■ Stated exercise
Copy the part of the records that opens with the line containing "Identify the boat" and runs through the end of the records, changing "black lamp post" to "street lamp" and leaving everything else as it is.

-.-.-

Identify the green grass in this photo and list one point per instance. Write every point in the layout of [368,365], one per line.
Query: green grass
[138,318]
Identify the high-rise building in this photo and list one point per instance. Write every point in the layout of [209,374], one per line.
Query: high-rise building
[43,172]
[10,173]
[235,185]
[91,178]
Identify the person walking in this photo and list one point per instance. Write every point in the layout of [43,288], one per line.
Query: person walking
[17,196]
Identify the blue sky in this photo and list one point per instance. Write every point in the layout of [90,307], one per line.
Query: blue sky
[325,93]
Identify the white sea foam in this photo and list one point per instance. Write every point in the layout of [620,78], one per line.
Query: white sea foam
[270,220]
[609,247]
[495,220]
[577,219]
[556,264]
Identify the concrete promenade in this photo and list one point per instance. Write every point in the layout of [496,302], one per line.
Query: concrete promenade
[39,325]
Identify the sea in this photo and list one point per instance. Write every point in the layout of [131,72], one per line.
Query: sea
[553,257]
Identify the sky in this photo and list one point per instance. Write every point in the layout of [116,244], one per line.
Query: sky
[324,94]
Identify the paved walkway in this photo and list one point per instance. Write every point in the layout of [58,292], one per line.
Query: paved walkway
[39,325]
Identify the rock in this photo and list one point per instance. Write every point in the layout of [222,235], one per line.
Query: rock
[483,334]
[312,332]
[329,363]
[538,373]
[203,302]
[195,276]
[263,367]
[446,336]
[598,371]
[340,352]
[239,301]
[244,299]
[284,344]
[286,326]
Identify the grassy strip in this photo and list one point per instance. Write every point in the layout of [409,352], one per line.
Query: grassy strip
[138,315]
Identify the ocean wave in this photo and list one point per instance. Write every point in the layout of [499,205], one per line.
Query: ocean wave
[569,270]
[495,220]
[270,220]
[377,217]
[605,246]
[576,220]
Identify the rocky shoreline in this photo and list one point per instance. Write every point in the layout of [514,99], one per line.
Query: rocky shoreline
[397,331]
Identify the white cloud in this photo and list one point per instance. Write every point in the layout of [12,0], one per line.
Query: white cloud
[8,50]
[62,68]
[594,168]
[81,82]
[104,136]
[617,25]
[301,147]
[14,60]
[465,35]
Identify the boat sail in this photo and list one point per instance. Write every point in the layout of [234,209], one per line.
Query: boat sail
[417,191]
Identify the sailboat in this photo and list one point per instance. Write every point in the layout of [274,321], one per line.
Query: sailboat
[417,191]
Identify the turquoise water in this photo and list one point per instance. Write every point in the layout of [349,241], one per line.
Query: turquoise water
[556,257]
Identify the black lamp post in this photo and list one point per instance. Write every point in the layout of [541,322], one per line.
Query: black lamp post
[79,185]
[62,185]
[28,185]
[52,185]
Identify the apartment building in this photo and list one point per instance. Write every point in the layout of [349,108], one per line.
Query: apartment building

-.-.-

■ Response to the exercise
Identify the boat sail in this photo and list one point per instance. Write every point in the layout of [234,209], one per line.
Query: boat sail
[417,191]
Identify the sailboat in this photo and list one point per instance. Write every point in the layout of [274,321], one per line.
Query: sailboat
[417,191]
Identify the turquoise water in this photo and list one point per instance. Write every point in the layout of [349,241], one per line.
Query: turquoise water
[556,257]
Identify the street lamp in this photo and list one point per instance. Write every point in the layout of [541,322], one per line.
Query: street lamp
[79,185]
[62,185]
[28,185]
[52,185]
Identify the apartment building in this photo and list one point per instance. Write every point in the layout of [349,108], one per line.
Query: apartment building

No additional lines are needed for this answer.